## Supplied data:
*** Block opens ***

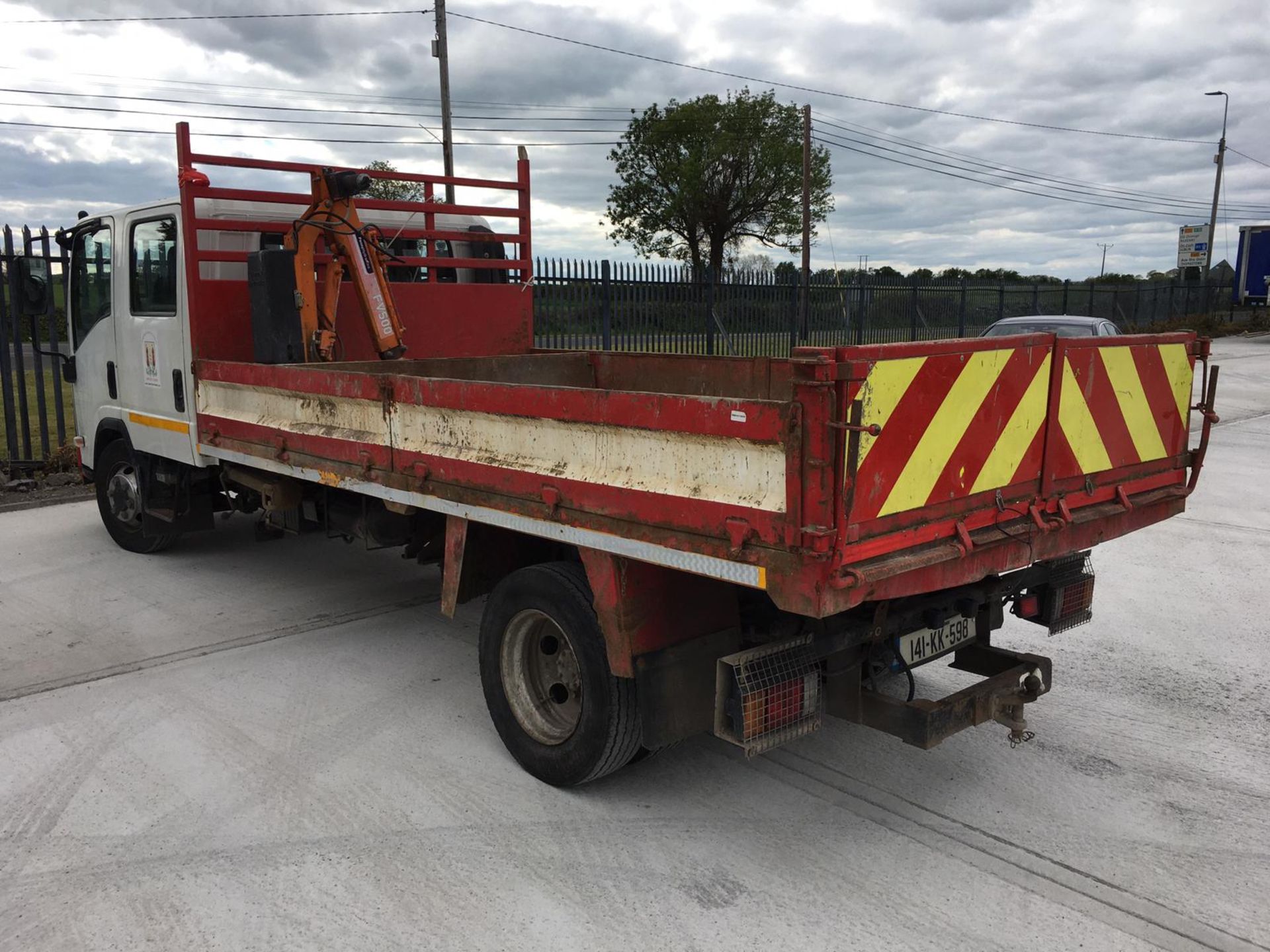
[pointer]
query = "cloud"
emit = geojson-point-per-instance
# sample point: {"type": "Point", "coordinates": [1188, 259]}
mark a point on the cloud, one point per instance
{"type": "Point", "coordinates": [1138, 66]}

*** Block closes ***

## What you should do:
The copy you give must repeat each record character for character, but it must not include the pictures.

## Exercise output:
[pointer]
query = "cloud"
emit = geojson-point-per-instance
# sample point: {"type": "Point", "coordinates": [1188, 259]}
mark a point on the cloud, one point per instance
{"type": "Point", "coordinates": [1138, 66]}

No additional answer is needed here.